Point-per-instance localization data
• • • • • • •
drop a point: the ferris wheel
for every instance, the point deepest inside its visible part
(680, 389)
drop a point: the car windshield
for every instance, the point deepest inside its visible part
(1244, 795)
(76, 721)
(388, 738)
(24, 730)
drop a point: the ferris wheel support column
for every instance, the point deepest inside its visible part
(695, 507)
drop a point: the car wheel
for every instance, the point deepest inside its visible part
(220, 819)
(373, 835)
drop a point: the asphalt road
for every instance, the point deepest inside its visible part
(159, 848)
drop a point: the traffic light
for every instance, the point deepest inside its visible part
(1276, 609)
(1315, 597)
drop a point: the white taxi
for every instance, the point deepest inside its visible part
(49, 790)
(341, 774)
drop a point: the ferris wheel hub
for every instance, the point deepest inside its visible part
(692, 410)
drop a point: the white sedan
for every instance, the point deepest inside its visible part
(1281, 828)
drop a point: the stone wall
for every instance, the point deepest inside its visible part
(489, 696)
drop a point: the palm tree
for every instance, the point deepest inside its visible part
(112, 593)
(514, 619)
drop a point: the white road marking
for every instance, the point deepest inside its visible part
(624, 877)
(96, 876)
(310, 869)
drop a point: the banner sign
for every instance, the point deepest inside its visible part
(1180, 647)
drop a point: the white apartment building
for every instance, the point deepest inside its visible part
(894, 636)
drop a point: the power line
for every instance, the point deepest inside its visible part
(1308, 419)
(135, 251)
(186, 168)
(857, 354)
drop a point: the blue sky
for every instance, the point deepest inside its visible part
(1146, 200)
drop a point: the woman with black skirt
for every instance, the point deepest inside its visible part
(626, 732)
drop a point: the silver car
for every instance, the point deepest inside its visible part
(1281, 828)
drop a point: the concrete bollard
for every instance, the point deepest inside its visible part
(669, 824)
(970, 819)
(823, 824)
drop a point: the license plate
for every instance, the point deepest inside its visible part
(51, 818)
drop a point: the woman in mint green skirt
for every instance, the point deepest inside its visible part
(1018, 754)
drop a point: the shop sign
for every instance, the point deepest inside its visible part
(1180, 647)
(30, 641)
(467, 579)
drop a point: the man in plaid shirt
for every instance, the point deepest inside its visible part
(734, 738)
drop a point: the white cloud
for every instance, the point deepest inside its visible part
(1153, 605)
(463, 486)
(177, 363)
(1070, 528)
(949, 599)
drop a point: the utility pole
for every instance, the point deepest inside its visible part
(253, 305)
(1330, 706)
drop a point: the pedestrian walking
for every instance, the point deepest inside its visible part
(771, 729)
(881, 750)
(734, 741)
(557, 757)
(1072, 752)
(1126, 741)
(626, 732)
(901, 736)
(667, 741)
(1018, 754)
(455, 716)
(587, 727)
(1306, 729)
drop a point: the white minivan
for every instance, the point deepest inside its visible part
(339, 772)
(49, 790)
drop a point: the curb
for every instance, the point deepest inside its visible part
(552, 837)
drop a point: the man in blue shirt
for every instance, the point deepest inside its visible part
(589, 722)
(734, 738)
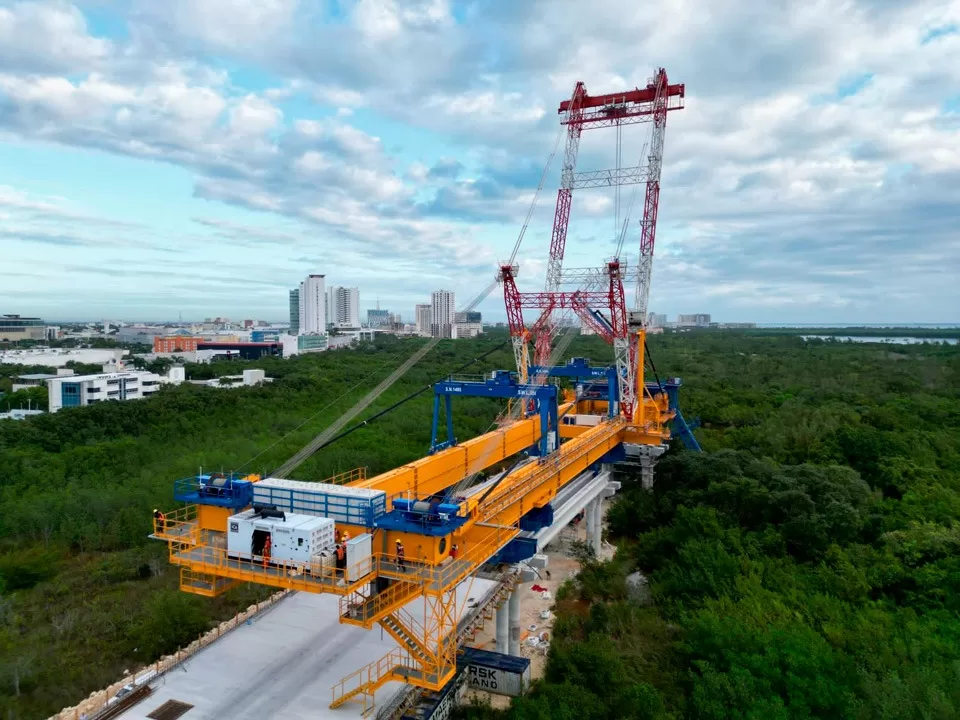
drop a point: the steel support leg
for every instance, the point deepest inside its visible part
(503, 629)
(513, 606)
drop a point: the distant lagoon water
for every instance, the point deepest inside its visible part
(887, 340)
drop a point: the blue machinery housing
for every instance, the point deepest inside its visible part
(220, 489)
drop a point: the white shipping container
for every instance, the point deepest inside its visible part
(324, 488)
(294, 538)
(344, 504)
(498, 680)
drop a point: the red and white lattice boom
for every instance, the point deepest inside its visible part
(619, 326)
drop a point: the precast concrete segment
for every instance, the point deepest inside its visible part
(503, 631)
(597, 525)
(513, 606)
(587, 489)
(283, 664)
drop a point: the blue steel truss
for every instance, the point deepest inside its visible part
(500, 384)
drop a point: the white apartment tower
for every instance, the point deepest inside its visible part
(313, 310)
(442, 312)
(343, 307)
(423, 319)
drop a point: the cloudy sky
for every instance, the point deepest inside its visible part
(201, 156)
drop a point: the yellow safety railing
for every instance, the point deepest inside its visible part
(314, 576)
(178, 525)
(400, 623)
(358, 608)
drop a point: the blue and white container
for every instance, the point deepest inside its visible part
(340, 503)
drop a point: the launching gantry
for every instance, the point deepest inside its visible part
(280, 532)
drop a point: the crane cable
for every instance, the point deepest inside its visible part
(409, 397)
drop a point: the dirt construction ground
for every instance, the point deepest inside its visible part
(560, 566)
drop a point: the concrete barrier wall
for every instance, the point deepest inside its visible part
(98, 701)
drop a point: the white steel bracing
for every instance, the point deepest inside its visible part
(610, 178)
(570, 153)
(648, 223)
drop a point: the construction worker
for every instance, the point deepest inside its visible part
(267, 546)
(159, 520)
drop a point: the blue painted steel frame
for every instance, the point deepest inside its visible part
(580, 369)
(679, 425)
(502, 384)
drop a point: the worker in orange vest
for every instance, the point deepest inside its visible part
(266, 550)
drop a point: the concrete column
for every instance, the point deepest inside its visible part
(503, 632)
(596, 539)
(514, 609)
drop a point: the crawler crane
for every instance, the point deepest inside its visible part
(278, 532)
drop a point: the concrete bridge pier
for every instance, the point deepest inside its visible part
(513, 607)
(503, 624)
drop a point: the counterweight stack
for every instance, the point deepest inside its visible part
(599, 289)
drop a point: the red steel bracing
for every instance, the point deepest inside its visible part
(511, 298)
(584, 111)
(651, 203)
(541, 331)
(617, 301)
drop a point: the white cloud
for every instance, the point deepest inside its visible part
(48, 37)
(254, 116)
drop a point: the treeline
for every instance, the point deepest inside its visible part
(825, 510)
(806, 567)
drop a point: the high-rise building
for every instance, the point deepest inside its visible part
(80, 390)
(295, 311)
(14, 327)
(423, 319)
(313, 306)
(442, 313)
(468, 324)
(343, 307)
(696, 320)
• • • • • • •
● Task directions: Filter on the word "building": copy each matching line from the entries above.

● Output for this task:
drop a point: the white apartment building
drop a point: the high-rise building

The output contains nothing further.